What this exercise asks »
(a) Render this sentence from the gig review into Spanish: "I hope the word is spread far and wide so these guys can return."
(b) Extend the gig review from the point where it stops.

The set list was a perfect selection of crowd pleasers, some lesser known tracks and some newer stuff. From Metal, to We Are Glass, to Me I Disconnect to My Name Is Ruin and more, this was a spot on running order completely from This Wreckage through to encore closers Cars and Are Friends Electric, as if of course it could end any other way. 


A brilliant night, one of the best tributes I've ever witnessed and one that'll be top of my list to see EVERY time they venture down south. I hope the word is spread far and wide so these guys can return. If you're an 80s synth loving music lover like me then put The Liquid Engineers top of your to see list. 


These friends are definitely electric. 




Well, you didn't necessarily ask for it, but I said I was thinking about it, and nobody told me to stop, so now you're getting my impression/opinion of the last gig I shot.

When I found out that The Liquid Engineers - Gary Numan Tribute band were going to be playing in my home town, I couldn't really >>not<< go, especially since they were going to be playing at the iconic The Fleece Bristol.

When an artist like Gary Numan tours, it's usually on the back of a new album release, so the majority of a standard headline set will be taken up with those new songs, mixed in with a smattering of fan favourites from an album or two back, and an old classic or two. Some artists are better at satisfying hardcore fans than others, but in generally, there will always be a hint of disappointment that the song you >really< like hearing live won't get played. This is where, in my view, tribute bands really come into their own. Freed from the pressure of promoting a new album, and with a potentially much longer stage time, there's space to cover a much wider range of their chosen artist's back catalogue.

The Liquid Engineers >>definitely<< do this. Their two-hour set included a really good spread of recent songs, from the Intruder and Savage albums, right the way back to those heady days of the late 70s. I'm not a hardcore Numan fan, by any stretch of the imagination, and there were a fair few songs in the set that I didn't recognise, but which were clearly fan favourites.

Data provided »
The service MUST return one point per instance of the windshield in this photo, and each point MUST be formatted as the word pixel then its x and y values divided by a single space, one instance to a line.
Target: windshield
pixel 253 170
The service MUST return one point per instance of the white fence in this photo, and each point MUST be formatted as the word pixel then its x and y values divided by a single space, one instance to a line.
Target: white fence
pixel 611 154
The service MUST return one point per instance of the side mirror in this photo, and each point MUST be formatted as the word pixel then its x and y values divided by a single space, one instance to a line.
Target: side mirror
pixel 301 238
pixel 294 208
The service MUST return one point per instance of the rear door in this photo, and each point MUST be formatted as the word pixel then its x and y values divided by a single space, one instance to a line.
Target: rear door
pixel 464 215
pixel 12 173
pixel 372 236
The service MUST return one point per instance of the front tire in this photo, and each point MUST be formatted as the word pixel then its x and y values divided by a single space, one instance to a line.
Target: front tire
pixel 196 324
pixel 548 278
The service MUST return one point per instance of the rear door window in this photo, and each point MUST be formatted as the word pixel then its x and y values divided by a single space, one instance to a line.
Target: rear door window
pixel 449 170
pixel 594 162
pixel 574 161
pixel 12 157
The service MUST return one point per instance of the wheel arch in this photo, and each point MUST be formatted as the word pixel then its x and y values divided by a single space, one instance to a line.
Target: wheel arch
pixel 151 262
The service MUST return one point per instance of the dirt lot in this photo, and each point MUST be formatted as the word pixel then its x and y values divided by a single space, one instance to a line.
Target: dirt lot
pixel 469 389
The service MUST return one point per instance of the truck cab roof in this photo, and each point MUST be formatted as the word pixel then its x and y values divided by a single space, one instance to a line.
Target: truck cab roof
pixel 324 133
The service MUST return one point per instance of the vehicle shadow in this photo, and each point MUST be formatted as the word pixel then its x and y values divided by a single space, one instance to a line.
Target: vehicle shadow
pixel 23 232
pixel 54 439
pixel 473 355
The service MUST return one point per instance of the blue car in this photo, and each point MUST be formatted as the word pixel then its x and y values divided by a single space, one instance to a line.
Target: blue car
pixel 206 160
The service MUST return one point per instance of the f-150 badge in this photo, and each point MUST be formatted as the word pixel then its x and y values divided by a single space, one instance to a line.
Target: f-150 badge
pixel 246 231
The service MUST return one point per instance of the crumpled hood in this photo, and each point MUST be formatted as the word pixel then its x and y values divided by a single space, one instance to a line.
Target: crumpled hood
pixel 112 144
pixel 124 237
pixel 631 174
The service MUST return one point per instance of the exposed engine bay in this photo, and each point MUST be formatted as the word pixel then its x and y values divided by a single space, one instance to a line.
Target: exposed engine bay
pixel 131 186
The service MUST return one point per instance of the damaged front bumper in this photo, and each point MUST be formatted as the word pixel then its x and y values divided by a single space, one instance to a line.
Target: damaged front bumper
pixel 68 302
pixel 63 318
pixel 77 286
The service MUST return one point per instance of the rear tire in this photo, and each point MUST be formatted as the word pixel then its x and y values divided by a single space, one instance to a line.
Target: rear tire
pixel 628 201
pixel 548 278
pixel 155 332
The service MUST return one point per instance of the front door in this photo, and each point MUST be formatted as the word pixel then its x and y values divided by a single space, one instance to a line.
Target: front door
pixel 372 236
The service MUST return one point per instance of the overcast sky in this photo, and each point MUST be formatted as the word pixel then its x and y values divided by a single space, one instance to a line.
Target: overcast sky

Results by task »
(a) Espero que se corra la voz por todas partes para que estos chicos puedan volver.

(b)
But it's more than just the choice of songs that has earned this band the accolade of the UK's No 1 Gary Numan tribute act. The attention to detail both in performing the songs and in recreating the unmistakeable Numan sound is absolutely impeccable. Although David may be concealed in shadow behind the set piece of a brick wall, his synth melodies soar across the room, while Pete stalks back and forth across the stage like a 6-string predator. In the opposite corner, Faye alternates between a bass synth which she claims to enjoy playing, and slapping her Rickenbacker like it owes her money, and behind all of them, Dave keeps everything in line with impressive tightness and barely-contained power.

If this quartet of talented musicians provide the authentic sound of Numan, it's Pat Martin who brings the attitude. You might bump into Pat at the bar, but you won't see him on stage. Somewhere, out of sight, between the toilets and the stage, he undergoes a transformation. You might as well be at a Numan gig. Close your eyes (or take your glasses off and/or squint a bit) and you might as well be at a Numan gig, but in a much more intimate venue and for a much more affordable ticket price than you're likely to get nowadays. Every facet of Numan's performance - from the vocal idiosyncrasies, to the expansive arm gestures and the brooding stares into the crowd - have been incredibly well observed, practiced, and reproduced.

You don't have to be a dyed-(black)-in-the-pvc Numan fan to enjoy The Liquid Engineers - their lengthy and varied set has such a broad range of songs - from the obvious Cars, Are Friends Electric and Down In The Park, to modern classics like My Name Is Ruin and Intruder, with plenty of favourites, oddities, and seldom-played favourites. Don't take my word for it though - go and see them, and judge for yourself.